▶ Leerdoel
Kloppen de uitspraken 1, 2 en 3 met de tekst over secundaire steden hieronder? Antwoord bij elke uitspraak met ja of nee en citeer de woorden uit de tekst die de doorslag geven.
1. Volgens Simon Franke is cultuur het product van een hele samenleving.
2. Hans Mommaas is hoogleraar aan de Universiteit van Amsterdam.
3. Volgens Mommaas maakt het veel uit of een ontwikkeling top-down of bottom-up gebeurt.

▶ Te beoordelen tekst
/---
Hoe zet je een stad op de kaart? Door een beroemd architect een spectaculair museum te laten ontwerpen, op zoek naar het beroemde Bilbao-effect? Volgens Simon Franke, deelnemer aan de studiereis, moeten we toch echt een intelligentere omgang met de stad nastreven: cultuur is het product van een hele samenleving, niet de resultante van een single object. Maar niet iedere stad heeft een hoofdstedelijke status, een goede infrastructuur, spraakmakende cultuur en architectuur, één of meerdere universiteiten en veel economische potentie. Wanneer is een stad ‘secundair’? Als steden, in de woorden van de deelnemers aan de studiereis, ‘lijden onder de zuigkracht van metropolen als Parijs, Londen en Berlijn’, of over ‘te weinig kritische massa beschikken om hoogopgeleide bewoners vast te houden en bezoekers aan te trekken’. Ofwel, steden waar het aan economische groei en aan cultureel perspectief ontbreekt. Maar waar niettemin van alles kan worden ontwikkeld, bedacht, gerevitaliseerd en gestimuleerd om de status van een dergelijke stad aan te passen.

Op het symposium sprak onder andere Hans Mommaas, hoogleraar vrijetijdswetenschappen aan de Universiteit van Tilburg. Menselijk gedrag vormt volgens hem de belangrijkste bron van onderzoek naar de ontwikkeling van duurzame steden en regio’s: de veerkracht van gemeenschappen dient als voedingsbodem van stedelijke ontwikkeling. Daarbij dient het ‘alledaagse’ als bron van vernieuwing: daar komen nieuwe culturele en economische ontwikkelingen op gang. Voorbij de planvorming moet de relatie tussen het alledaagse en het strategische worden aanschouwd: nieuwe waardecreatie levert nieuwe bronnen van economische groei op wat leidt tot ondernemerschap, en daarmee tot een opwaardering van stedelijke gebieden. En of dat nu top-down of bottom-up gebeurt is volstrekt irrelevant. Het voortdurend willen benoemen van culturele interventies in een dergelijke tegenstelling werkt volgens Mommaas uitermate verlammend. Er dient zacht subversief met dit begrippenapparaat om te worden gegaan en als het even kan moet het vooral worden vermeden. Een interventie openbaart zich toch wel, niet alles laat zich plannen.
\---
▶ Gegeven informatie
/---
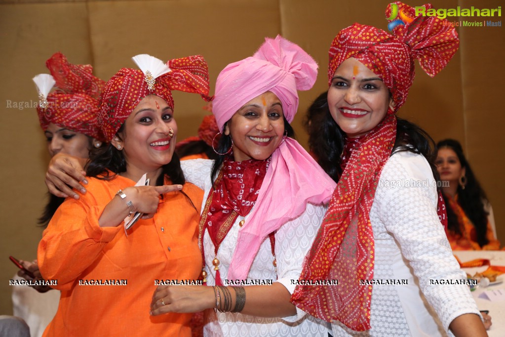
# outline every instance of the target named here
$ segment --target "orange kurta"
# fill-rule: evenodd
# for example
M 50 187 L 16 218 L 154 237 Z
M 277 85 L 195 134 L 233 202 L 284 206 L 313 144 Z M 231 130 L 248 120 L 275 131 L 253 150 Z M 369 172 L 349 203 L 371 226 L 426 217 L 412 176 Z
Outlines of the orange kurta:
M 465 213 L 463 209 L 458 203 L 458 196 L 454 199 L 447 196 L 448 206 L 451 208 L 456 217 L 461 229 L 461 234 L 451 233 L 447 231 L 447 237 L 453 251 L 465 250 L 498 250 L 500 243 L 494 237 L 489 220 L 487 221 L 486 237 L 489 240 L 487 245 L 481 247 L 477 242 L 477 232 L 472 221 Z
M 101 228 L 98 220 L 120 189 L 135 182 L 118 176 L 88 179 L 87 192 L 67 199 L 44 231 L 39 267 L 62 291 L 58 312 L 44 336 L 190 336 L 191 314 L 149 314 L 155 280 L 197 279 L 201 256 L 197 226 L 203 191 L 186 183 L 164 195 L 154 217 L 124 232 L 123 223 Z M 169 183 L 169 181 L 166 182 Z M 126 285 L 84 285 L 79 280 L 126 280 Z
\---
▶ Uitwerking
1. Ja: "cultuur is het product van een hele samenleving, niet de resultante van een single object"
2. Nee: "hoogleraar vrijetijdswetenschappen aan de Universiteit van Tilburg"
3. Nee: "En of dat nu top-down of bottom-up gebeurt is volstrekt irrelevant."